→ **RECORDS**
-*-*-

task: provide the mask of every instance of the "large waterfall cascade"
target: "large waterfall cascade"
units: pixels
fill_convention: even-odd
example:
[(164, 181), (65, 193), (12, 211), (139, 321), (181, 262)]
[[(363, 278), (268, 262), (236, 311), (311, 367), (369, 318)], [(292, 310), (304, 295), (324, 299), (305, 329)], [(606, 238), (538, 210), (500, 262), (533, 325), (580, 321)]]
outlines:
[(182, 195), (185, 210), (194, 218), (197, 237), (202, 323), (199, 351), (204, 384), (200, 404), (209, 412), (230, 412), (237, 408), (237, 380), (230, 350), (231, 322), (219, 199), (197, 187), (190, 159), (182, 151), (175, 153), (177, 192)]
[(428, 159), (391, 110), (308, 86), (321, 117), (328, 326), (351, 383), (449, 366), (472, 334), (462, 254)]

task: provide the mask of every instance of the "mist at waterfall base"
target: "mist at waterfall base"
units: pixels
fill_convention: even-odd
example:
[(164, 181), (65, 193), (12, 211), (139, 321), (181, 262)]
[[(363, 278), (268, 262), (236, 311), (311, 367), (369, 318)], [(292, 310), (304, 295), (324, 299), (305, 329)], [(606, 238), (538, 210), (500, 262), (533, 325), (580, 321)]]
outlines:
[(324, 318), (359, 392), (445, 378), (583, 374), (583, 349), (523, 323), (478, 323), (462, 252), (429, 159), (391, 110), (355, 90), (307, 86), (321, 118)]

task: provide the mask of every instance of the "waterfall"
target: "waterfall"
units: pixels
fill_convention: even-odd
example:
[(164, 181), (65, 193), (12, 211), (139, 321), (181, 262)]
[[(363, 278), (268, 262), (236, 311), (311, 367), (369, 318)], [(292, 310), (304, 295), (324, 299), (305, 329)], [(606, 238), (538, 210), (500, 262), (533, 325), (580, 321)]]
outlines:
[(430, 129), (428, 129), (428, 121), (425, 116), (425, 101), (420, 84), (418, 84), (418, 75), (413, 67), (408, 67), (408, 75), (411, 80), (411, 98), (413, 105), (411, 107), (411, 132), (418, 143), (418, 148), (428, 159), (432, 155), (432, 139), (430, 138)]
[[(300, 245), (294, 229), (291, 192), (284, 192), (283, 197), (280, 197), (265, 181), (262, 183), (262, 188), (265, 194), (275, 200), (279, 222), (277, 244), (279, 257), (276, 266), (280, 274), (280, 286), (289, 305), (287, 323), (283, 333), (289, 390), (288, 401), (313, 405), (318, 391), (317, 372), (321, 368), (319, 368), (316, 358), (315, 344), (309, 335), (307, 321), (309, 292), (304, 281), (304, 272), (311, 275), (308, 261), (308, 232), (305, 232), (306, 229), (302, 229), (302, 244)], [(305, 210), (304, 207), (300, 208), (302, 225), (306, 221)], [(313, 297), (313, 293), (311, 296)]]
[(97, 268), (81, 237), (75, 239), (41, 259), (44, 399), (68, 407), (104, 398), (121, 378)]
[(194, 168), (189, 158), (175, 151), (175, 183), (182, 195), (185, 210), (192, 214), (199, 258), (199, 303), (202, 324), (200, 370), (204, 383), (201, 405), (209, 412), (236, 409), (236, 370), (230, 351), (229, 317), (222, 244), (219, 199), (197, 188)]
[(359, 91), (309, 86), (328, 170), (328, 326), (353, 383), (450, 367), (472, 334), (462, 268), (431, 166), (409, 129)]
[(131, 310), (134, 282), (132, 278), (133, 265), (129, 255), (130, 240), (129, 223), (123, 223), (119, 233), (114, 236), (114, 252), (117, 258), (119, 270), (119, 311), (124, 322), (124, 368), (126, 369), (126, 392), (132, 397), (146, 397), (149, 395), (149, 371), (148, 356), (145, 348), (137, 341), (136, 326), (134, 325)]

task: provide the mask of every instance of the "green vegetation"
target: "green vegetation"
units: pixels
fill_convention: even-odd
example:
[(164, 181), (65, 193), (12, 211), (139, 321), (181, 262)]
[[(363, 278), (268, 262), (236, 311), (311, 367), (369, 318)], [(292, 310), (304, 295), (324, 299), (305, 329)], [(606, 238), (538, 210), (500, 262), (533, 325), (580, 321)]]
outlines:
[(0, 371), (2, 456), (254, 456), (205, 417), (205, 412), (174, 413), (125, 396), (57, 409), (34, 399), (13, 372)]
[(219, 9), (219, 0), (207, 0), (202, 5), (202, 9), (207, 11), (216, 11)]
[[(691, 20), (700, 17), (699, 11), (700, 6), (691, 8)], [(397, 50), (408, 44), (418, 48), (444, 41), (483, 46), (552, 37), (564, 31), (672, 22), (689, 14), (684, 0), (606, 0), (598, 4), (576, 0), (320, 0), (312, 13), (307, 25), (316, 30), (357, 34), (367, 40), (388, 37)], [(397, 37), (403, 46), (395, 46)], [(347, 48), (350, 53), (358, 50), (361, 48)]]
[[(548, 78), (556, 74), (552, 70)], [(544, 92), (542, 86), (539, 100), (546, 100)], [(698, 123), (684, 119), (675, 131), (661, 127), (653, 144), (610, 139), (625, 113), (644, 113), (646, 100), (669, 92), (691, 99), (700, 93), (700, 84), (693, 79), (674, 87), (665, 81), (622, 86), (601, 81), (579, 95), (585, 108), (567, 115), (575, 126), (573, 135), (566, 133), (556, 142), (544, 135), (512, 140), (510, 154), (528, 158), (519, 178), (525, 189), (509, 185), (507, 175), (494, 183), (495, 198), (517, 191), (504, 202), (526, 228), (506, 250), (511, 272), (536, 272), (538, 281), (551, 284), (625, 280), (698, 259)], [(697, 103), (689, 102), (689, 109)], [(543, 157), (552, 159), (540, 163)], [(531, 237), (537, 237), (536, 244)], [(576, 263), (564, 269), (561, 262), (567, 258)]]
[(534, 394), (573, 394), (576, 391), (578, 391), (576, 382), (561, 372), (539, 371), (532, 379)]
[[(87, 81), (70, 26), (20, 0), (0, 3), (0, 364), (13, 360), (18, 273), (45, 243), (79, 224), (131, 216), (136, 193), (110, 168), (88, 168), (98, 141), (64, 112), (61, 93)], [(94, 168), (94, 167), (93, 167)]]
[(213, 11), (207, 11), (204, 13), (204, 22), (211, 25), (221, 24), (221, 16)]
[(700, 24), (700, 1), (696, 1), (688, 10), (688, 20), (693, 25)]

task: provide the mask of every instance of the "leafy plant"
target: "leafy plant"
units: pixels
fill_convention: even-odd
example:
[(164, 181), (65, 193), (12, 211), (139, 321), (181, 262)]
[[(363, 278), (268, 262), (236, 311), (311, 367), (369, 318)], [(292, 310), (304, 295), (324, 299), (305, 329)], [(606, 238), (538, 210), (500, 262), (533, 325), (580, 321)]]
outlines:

-*-*-

→ **TASK OBJECTIVE**
Your task is to say how many lines in the entries above contain the word "waterfall". Please write only the number.

→ **PROBLEM SOLUTION**
6